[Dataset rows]
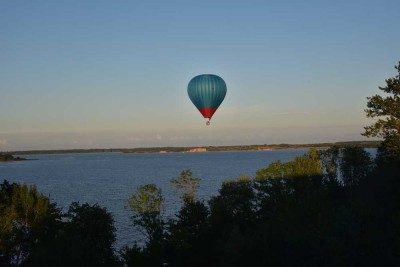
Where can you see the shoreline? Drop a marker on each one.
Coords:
(199, 149)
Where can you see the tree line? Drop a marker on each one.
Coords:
(332, 207)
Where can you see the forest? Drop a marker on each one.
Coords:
(332, 207)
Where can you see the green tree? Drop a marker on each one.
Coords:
(25, 216)
(147, 205)
(386, 109)
(355, 165)
(187, 184)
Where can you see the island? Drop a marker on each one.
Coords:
(9, 157)
(263, 147)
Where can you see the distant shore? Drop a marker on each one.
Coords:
(264, 147)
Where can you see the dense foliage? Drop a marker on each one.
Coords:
(326, 208)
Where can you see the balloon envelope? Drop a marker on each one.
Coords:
(207, 91)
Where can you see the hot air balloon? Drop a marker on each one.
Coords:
(207, 91)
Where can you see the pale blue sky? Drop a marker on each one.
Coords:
(101, 74)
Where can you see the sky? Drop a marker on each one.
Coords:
(114, 74)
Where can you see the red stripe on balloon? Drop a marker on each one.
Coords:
(207, 112)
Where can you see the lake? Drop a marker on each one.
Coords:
(109, 179)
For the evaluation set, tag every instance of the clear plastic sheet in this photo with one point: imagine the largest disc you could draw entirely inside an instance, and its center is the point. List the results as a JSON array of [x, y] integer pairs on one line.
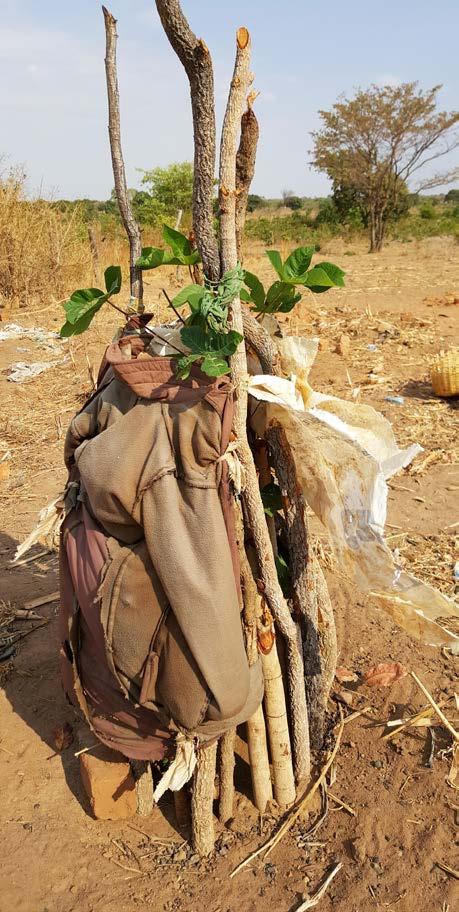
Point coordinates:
[[344, 453]]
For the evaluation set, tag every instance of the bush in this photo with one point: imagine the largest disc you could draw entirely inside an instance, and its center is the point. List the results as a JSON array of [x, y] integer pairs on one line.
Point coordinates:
[[427, 211], [293, 202]]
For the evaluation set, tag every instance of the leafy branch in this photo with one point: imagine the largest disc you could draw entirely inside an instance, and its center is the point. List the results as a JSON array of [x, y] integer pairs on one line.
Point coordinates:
[[282, 296], [205, 331]]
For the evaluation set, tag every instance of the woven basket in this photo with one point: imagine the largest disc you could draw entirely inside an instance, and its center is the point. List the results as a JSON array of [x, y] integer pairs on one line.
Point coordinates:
[[444, 373]]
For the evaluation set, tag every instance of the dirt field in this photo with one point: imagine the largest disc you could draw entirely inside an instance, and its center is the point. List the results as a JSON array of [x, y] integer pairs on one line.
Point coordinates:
[[55, 857]]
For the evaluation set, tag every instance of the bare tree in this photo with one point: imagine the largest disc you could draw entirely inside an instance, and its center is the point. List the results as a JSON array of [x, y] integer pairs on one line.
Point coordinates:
[[119, 174], [378, 140]]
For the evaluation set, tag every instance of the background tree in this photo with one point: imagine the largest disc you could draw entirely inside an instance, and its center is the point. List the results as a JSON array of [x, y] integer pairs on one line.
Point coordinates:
[[374, 142], [166, 191]]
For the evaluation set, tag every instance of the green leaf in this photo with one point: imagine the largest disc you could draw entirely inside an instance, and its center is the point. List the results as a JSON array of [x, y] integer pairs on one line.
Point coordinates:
[[112, 276], [151, 258], [278, 295], [297, 264], [257, 292], [184, 366], [276, 261], [271, 496], [194, 337], [81, 301], [318, 280], [191, 295], [178, 242], [183, 253], [214, 365], [289, 302], [80, 325]]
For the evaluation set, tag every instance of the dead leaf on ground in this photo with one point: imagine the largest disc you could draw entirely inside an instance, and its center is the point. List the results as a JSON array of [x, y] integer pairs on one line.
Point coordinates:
[[344, 676], [453, 775], [63, 736], [385, 674]]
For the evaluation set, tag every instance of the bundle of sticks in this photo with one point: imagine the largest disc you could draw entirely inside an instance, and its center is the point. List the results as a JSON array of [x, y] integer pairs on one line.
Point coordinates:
[[294, 637]]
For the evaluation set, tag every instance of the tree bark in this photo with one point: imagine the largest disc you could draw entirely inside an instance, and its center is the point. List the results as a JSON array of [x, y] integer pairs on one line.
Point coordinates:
[[197, 62], [256, 728], [144, 786], [245, 169], [251, 494], [303, 594], [230, 132], [202, 800], [226, 772], [259, 763], [114, 130]]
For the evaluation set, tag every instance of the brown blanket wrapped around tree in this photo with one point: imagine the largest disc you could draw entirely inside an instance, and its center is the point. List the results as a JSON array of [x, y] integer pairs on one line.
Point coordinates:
[[151, 631]]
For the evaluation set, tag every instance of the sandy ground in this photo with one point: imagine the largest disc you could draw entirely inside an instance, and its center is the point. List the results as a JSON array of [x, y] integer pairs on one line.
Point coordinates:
[[55, 856]]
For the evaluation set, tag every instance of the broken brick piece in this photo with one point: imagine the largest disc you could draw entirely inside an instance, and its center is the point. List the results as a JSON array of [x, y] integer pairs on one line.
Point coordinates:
[[109, 784]]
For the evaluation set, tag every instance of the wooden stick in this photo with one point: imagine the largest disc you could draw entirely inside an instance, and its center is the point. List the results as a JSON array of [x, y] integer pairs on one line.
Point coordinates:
[[144, 786], [245, 168], [278, 732], [202, 799], [197, 62], [114, 131], [226, 801], [182, 810], [436, 707], [256, 728], [293, 815], [317, 896], [258, 758]]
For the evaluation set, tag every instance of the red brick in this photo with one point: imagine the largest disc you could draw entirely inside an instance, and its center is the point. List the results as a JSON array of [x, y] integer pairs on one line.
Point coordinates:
[[109, 784]]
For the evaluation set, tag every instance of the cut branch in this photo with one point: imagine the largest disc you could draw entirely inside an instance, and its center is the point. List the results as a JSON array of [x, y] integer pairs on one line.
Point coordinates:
[[226, 802], [202, 799], [119, 173], [251, 494], [303, 595], [197, 62], [230, 133], [245, 168]]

▸ Work instructions: Could you reproduce all of the records above word for word, omitting the pictures?

▸ Expected output:
Where can you see the shoreline? Drop a marker on each one.
Coords:
(199, 149)
Where can you see the tree line? Drop a marker on each one.
Coords:
(332, 207)
Where can you see the forest? Drop a marker on each one.
Coords:
(332, 207)
Where can you see the green tree? Drop a marker on each one.
Coords:
(25, 216)
(147, 205)
(386, 109)
(355, 165)
(187, 184)
Where can you see the island? Drop a marker on each one.
Coords:
(9, 157)
(263, 147)
Where can you see the distant shore? Drop a marker on each one.
Coords:
(264, 147)
Where can you see the dense foliage? Drop a marker on each one.
Coords:
(326, 208)
Where can you see the balloon envelope? Drop a marker on each one.
Coords:
(207, 91)
Where can you see the hot air balloon? Drop a marker on each one.
Coords:
(207, 91)
Where can you see the pale blue sky? Drop a marker on each one.
Coords:
(101, 74)
Where can you see the sky? Drop a marker on each one.
Coords:
(114, 74)
Where can you see the red stripe on balloon? Drop a marker on each one.
Coords:
(207, 112)
Where can you see the lake? Drop a marker on each one.
Coords:
(109, 179)
For the evaluation set, tag every instance of the clear plastic sheet in this photo with one point: imagine the largest disc you could draw entirely inside an instance, and its center is the point. List the results as a JSON array of [x, y] integer pairs on one line.
Point coordinates:
[[344, 453]]
For the evaluation set, tag every instance of the bush in this photo with one point: imagine the largest disc you could draw entirely inside an instance, and its center is the point. List the results as a JSON array of [x, y] integer pairs on one line.
Point coordinates:
[[427, 211], [293, 202]]
For the evaluation set, tag every instance of the leafy branch in this photo with one point: imagine the largest disc you could draw entirely inside an instance, and its center is the point. List the results as a JSON array of [x, y] integer pairs on one line.
Point coordinates:
[[282, 296], [205, 331]]
For the evaluation set, tag every instance of the woven basket in this photo with one point: imagine the largest disc you could draw entirely inside an instance, and its center is the point. List the results as a JSON array of [x, y] integer pairs on one line.
Point coordinates:
[[444, 373]]
For the evaluation set, tag every instance of the dirt field in this photo with one point: imagine the largest disc you could draw entirely inside an instance, and its center is the point. List the results as a JSON array of [x, y] integer pairs on one line.
Point coordinates:
[[55, 857]]
For the evaluation set, tag every instance of the bare tree in this photo with one point: imagine the largest disc you could draw entirely inside an instance, and its center is the point. List the results as a JSON array of [x, y] integer pairs on one line.
Point coordinates:
[[119, 174], [378, 140]]
For the evaluation set, tag every instance of the background tree in this photo with one point: imagine the largest disc you could draw entirely inside an instance, and its center is the point. List the results as a JSON array of [x, y] integer pairs on one line.
Point coordinates:
[[374, 142], [166, 191]]
For the evaluation set, tag every instance of the green leaf in this photo with one point: imagine the largest disc you could draw entirely inside an instance, and its center is the point. List the results as a JSON array of [x, y] integer pairs on one line.
Point coordinates:
[[112, 276], [151, 258], [278, 295], [297, 264], [257, 292], [184, 366], [276, 261], [271, 496], [194, 337], [81, 301], [318, 280], [191, 295], [178, 242], [183, 253], [214, 365], [289, 302], [80, 325]]
For the evaluation set, tag every instance of the dead leaf on ground in this photo with one point: imagine the largest disc you could draw entirely inside an instance, and its center is the point. List the results as a JSON array of [x, y] integer pairs on one line.
Point coordinates:
[[344, 676], [453, 775], [63, 736], [385, 674]]
For the evaluation set, tag every instance of the bundle of sticks in this photo with one point: imagine the largest disc you could draw entirely inside an instance, and its center is the point. List the results as a JSON array of [x, y] integer pairs on one line.
Point coordinates:
[[294, 637]]
For the evaluation set, tag every instance of the tree bark in this photo with one point: imagine the largest disc you could draw entirely inside an instance, and its center is the point. List the results as a JSON array of [x, y] integer pairs on one line.
Point coordinates:
[[197, 62], [256, 728], [144, 786], [245, 169], [251, 494], [303, 594], [230, 132], [202, 800], [226, 772], [259, 763], [114, 130]]
For the evaluation set, tag every instance of the brown blanket wrapped around tree in this photo with one point: imagine the largest disc you could draw entirely inside an instance, and its center is the point. List the results as a JSON array of [x, y] integer pairs on one line.
Point coordinates:
[[151, 631]]
For the evaluation set, tag every instance of the sandy ground in this photo with one point: imagine the largest disc you could draw entirely inside an instance, and its center is the point. List the results as a JSON array of [x, y] integer pairs on one line.
Point coordinates:
[[55, 856]]
For the evaluation set, tag every instance of the broken brick piece in this photo with one point: imagine the largest disc you could draw entirely inside an instance, and its center is the point. List the results as a JSON array of [x, y] integer pairs on one line.
Point coordinates:
[[109, 784]]
For the evaluation set, tag every instance of the wooden stick in this photo with one point: imagine the largest disc you could draw entirely inside an instance, and its center is the point. List the results as a JSON array of [x, y] integer pairs on one line.
Point coordinates:
[[144, 786], [245, 168], [278, 732], [202, 799], [197, 62], [114, 131], [226, 801], [182, 810], [436, 707], [256, 728], [293, 815], [317, 896], [258, 758]]
For the evaluation set, tag every instance of the red brick in this photo with one point: imagine the largest disc you could draw entirely inside an instance, and its center is the point. List the results as a JSON array of [x, y] integer pairs on one line.
Point coordinates:
[[109, 784]]
For the evaluation set, tag every instance of the cut branch in this photo with one point: imagine the largest disc you could draw entirely inside an instance, and its center is the point. List the results as a JSON array of [x, y] integer pairs on one line.
Point coordinates:
[[226, 802], [202, 799], [119, 173], [251, 494], [303, 595], [197, 62], [230, 133], [245, 168]]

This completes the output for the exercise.